+++ RECORDS SUPPLIED +++

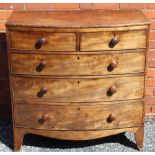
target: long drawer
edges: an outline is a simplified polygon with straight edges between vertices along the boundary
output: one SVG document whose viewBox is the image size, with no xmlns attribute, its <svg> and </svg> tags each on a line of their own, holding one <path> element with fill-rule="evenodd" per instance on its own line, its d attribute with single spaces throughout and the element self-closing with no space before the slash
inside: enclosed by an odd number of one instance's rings
<svg viewBox="0 0 155 155">
<path fill-rule="evenodd" d="M 146 48 L 146 30 L 83 33 L 81 51 Z"/>
<path fill-rule="evenodd" d="M 48 51 L 75 51 L 75 33 L 10 31 L 10 48 Z"/>
<path fill-rule="evenodd" d="M 112 75 L 144 72 L 145 53 L 20 54 L 11 53 L 11 73 L 29 75 Z"/>
<path fill-rule="evenodd" d="M 11 77 L 13 99 L 36 102 L 97 102 L 143 97 L 144 76 L 51 79 Z"/>
<path fill-rule="evenodd" d="M 49 106 L 14 104 L 15 126 L 46 130 L 103 130 L 142 125 L 143 102 Z"/>
</svg>

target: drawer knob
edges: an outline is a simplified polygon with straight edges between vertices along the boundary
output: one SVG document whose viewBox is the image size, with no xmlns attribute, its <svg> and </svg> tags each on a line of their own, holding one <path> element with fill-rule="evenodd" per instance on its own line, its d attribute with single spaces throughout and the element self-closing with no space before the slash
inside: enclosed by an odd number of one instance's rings
<svg viewBox="0 0 155 155">
<path fill-rule="evenodd" d="M 41 63 L 38 64 L 38 66 L 36 67 L 36 71 L 37 72 L 41 72 L 46 66 L 46 62 L 42 61 Z"/>
<path fill-rule="evenodd" d="M 110 63 L 110 67 L 111 67 L 112 69 L 116 68 L 117 65 L 118 65 L 118 62 L 115 61 L 115 60 L 112 60 L 111 63 Z"/>
<path fill-rule="evenodd" d="M 110 114 L 109 117 L 107 118 L 107 122 L 108 123 L 111 123 L 115 119 L 116 119 L 116 115 L 115 114 Z"/>
<path fill-rule="evenodd" d="M 117 89 L 115 86 L 111 86 L 107 92 L 108 96 L 111 96 L 117 92 Z"/>
<path fill-rule="evenodd" d="M 118 42 L 119 42 L 118 38 L 113 37 L 113 38 L 111 39 L 110 43 L 109 43 L 109 47 L 110 47 L 110 48 L 113 48 L 115 45 L 118 44 Z"/>
<path fill-rule="evenodd" d="M 48 114 L 44 114 L 39 120 L 39 124 L 43 124 L 44 122 L 46 122 L 49 119 Z"/>
<path fill-rule="evenodd" d="M 40 38 L 37 43 L 35 44 L 35 48 L 36 49 L 40 49 L 43 45 L 45 45 L 47 42 L 46 42 L 46 39 L 44 37 Z"/>
<path fill-rule="evenodd" d="M 44 115 L 42 116 L 42 120 L 43 120 L 43 121 L 47 121 L 47 120 L 48 120 L 48 114 L 44 114 Z"/>
<path fill-rule="evenodd" d="M 47 93 L 47 88 L 44 87 L 44 88 L 41 88 L 41 89 L 40 89 L 40 91 L 38 92 L 37 96 L 38 96 L 38 97 L 43 97 L 44 94 L 46 94 L 46 93 Z"/>
</svg>

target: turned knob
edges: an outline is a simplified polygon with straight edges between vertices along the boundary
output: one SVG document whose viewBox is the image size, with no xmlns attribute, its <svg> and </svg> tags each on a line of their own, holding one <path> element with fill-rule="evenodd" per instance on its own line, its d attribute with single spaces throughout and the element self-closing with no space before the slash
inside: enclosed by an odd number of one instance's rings
<svg viewBox="0 0 155 155">
<path fill-rule="evenodd" d="M 117 89 L 115 86 L 111 86 L 108 90 L 109 95 L 113 95 L 114 93 L 116 93 Z"/>
<path fill-rule="evenodd" d="M 47 87 L 43 87 L 40 89 L 40 91 L 38 92 L 37 96 L 38 97 L 42 97 L 47 93 Z"/>
<path fill-rule="evenodd" d="M 38 64 L 38 66 L 36 67 L 37 72 L 41 72 L 46 66 L 46 62 L 42 61 Z"/>
<path fill-rule="evenodd" d="M 112 69 L 116 68 L 117 65 L 118 65 L 118 62 L 115 61 L 115 60 L 112 60 L 111 63 L 110 63 L 110 67 L 111 67 Z"/>
<path fill-rule="evenodd" d="M 114 121 L 116 119 L 116 115 L 115 114 L 110 114 L 107 121 L 110 123 L 112 121 Z"/>
<path fill-rule="evenodd" d="M 46 39 L 44 37 L 41 37 L 35 44 L 35 48 L 40 49 L 45 44 L 46 44 Z"/>
<path fill-rule="evenodd" d="M 109 43 L 109 47 L 110 47 L 110 48 L 113 48 L 115 45 L 118 44 L 118 42 L 119 42 L 118 38 L 113 37 L 113 38 L 111 39 L 110 43 Z"/>
<path fill-rule="evenodd" d="M 42 116 L 42 120 L 43 120 L 43 121 L 47 121 L 48 118 L 49 118 L 48 114 L 44 114 L 44 115 Z"/>
<path fill-rule="evenodd" d="M 44 122 L 46 122 L 49 119 L 48 114 L 44 114 L 39 120 L 38 123 L 43 124 Z"/>
</svg>

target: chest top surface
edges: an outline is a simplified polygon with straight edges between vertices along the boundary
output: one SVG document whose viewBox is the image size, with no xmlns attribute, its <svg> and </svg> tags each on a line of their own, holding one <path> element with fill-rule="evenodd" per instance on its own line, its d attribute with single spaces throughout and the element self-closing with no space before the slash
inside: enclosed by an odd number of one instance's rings
<svg viewBox="0 0 155 155">
<path fill-rule="evenodd" d="M 138 10 L 14 11 L 6 26 L 98 28 L 149 24 Z"/>
</svg>

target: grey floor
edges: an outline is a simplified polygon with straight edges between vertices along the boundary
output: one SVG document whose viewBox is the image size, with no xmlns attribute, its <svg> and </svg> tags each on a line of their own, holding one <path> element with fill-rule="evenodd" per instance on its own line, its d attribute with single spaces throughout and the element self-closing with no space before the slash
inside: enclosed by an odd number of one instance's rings
<svg viewBox="0 0 155 155">
<path fill-rule="evenodd" d="M 0 121 L 0 151 L 13 151 L 11 120 Z M 132 133 L 118 134 L 91 141 L 64 141 L 36 135 L 26 135 L 21 151 L 40 152 L 132 152 L 138 151 Z M 155 152 L 155 120 L 145 120 L 144 149 Z"/>
</svg>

+++

CHALLENGE
Copy out every row above word for word, omitting the pictures.

PROBLEM SOLUTION
target: long drawer
edges: an outline is a simplified polygon with straight edges between vertices along the boundary
output: one SVG document whose viewBox is the image size, with no xmlns attribute, its <svg> and </svg> tags each on a line of their own, holding one <path> element with fill-rule="evenodd" per instance on its own line, its d attribute with single spaces throughout and the element self-closing with no space before the slash
inside: enclosed by an odd number of one instance's rings
<svg viewBox="0 0 155 155">
<path fill-rule="evenodd" d="M 146 48 L 146 30 L 83 33 L 81 51 Z"/>
<path fill-rule="evenodd" d="M 48 51 L 75 51 L 75 33 L 10 31 L 10 48 Z"/>
<path fill-rule="evenodd" d="M 112 75 L 144 72 L 145 53 L 20 54 L 11 53 L 11 73 L 29 75 Z"/>
<path fill-rule="evenodd" d="M 11 77 L 13 99 L 36 102 L 97 102 L 143 97 L 144 76 L 51 79 Z"/>
<path fill-rule="evenodd" d="M 49 106 L 14 104 L 15 126 L 46 130 L 103 130 L 142 125 L 143 102 Z"/>
</svg>

target: drawer knob
edges: an outline is a simplified polygon with straight edges between vertices along the boundary
output: one SVG document whose viewBox is the image size, with no xmlns attribute, its <svg> and </svg> tags each on a line of their own, holding one <path> element with fill-rule="evenodd" per instance on its own line, its d attribute with single spaces throughout and the element self-closing with no space before the slash
inside: enclosed by an odd number of one instance's rings
<svg viewBox="0 0 155 155">
<path fill-rule="evenodd" d="M 41 63 L 38 64 L 38 66 L 36 67 L 36 71 L 37 72 L 41 72 L 46 66 L 46 62 L 42 61 Z"/>
<path fill-rule="evenodd" d="M 110 63 L 110 67 L 111 67 L 112 69 L 116 68 L 117 65 L 118 65 L 118 62 L 115 61 L 115 60 L 112 60 L 111 63 Z"/>
<path fill-rule="evenodd" d="M 110 114 L 109 117 L 107 118 L 107 122 L 108 123 L 111 123 L 115 119 L 116 119 L 116 115 L 115 114 Z"/>
<path fill-rule="evenodd" d="M 117 89 L 115 86 L 111 86 L 107 92 L 108 96 L 111 96 L 117 92 Z"/>
<path fill-rule="evenodd" d="M 118 42 L 119 42 L 118 38 L 113 37 L 113 38 L 111 39 L 110 43 L 109 43 L 109 47 L 110 47 L 110 48 L 113 48 L 115 45 L 118 44 Z"/>
<path fill-rule="evenodd" d="M 48 114 L 44 114 L 39 120 L 39 124 L 43 124 L 44 122 L 46 122 L 49 119 Z"/>
<path fill-rule="evenodd" d="M 40 38 L 37 43 L 35 44 L 35 48 L 36 49 L 40 49 L 43 45 L 45 45 L 47 42 L 46 42 L 46 39 L 44 37 Z"/>
<path fill-rule="evenodd" d="M 44 115 L 42 116 L 42 120 L 43 120 L 43 121 L 47 121 L 47 120 L 48 120 L 48 114 L 44 114 Z"/>
<path fill-rule="evenodd" d="M 47 93 L 47 88 L 44 87 L 44 88 L 41 88 L 41 89 L 40 89 L 40 91 L 38 92 L 37 96 L 38 96 L 38 97 L 43 97 L 44 94 L 46 94 L 46 93 Z"/>
</svg>

target: turned knob
edges: an outline is a simplified polygon with straight edges between vertices along the boundary
output: one SVG document whose viewBox is the image size, with no xmlns attribute, its <svg> and </svg> tags each on a line of their own, holding one <path> element with fill-rule="evenodd" per instance on its own line, its d attribute with single spaces throughout and the element self-closing with no space before the slash
inside: enclosed by an odd number of one instance's rings
<svg viewBox="0 0 155 155">
<path fill-rule="evenodd" d="M 117 89 L 115 86 L 111 86 L 108 90 L 109 95 L 113 95 L 114 93 L 116 93 Z"/>
<path fill-rule="evenodd" d="M 47 87 L 43 87 L 40 89 L 40 91 L 38 92 L 37 96 L 38 97 L 42 97 L 47 93 Z"/>
<path fill-rule="evenodd" d="M 38 64 L 38 66 L 36 67 L 37 72 L 41 72 L 46 66 L 46 62 L 42 61 Z"/>
<path fill-rule="evenodd" d="M 112 69 L 116 68 L 117 65 L 118 65 L 118 62 L 115 61 L 115 60 L 112 60 L 111 63 L 110 63 L 110 67 L 111 67 Z"/>
<path fill-rule="evenodd" d="M 114 121 L 116 119 L 116 115 L 115 114 L 110 114 L 107 121 L 110 123 L 112 121 Z"/>
<path fill-rule="evenodd" d="M 46 39 L 44 37 L 41 37 L 35 44 L 35 48 L 40 49 L 45 44 L 46 44 Z"/>
<path fill-rule="evenodd" d="M 109 43 L 109 47 L 110 47 L 110 48 L 113 48 L 115 45 L 118 44 L 118 42 L 119 42 L 118 38 L 113 37 L 113 38 L 111 39 L 110 43 Z"/>
<path fill-rule="evenodd" d="M 42 116 L 42 120 L 43 120 L 43 121 L 47 121 L 48 118 L 49 118 L 48 114 L 44 114 L 44 115 Z"/>
<path fill-rule="evenodd" d="M 44 122 L 46 122 L 49 119 L 48 114 L 44 114 L 39 120 L 38 123 L 43 124 Z"/>
</svg>

target: chest top surface
edges: an outline is a simplified polygon with straight edges between vertices along the boundary
output: one SVG document whose viewBox is the image size, with no xmlns attribute, its <svg> and </svg> tags each on a line of their own, holding one <path> element with fill-rule="evenodd" per instance on its own line, its d attribute with single spaces throughout and the element self-closing with no space before the slash
inside: enclosed by an odd number of one instance's rings
<svg viewBox="0 0 155 155">
<path fill-rule="evenodd" d="M 138 10 L 14 11 L 6 26 L 98 28 L 149 24 Z"/>
</svg>

target: grey floor
edges: an outline is a simplified polygon with straight edges between vertices along the boundary
output: one SVG document whose viewBox is the image size, with no xmlns attribute, its <svg> and </svg> tags each on a line of their own, holding one <path> element with fill-rule="evenodd" per instance on its own line, its d attribute with single spaces throughout and the element self-closing with no space before the slash
inside: enclosed by an odd number of one instance's rings
<svg viewBox="0 0 155 155">
<path fill-rule="evenodd" d="M 0 121 L 0 151 L 13 151 L 11 120 Z M 132 133 L 118 134 L 91 141 L 64 141 L 36 135 L 26 135 L 21 151 L 40 152 L 132 152 L 138 151 Z M 155 152 L 155 120 L 145 120 L 144 149 Z"/>
</svg>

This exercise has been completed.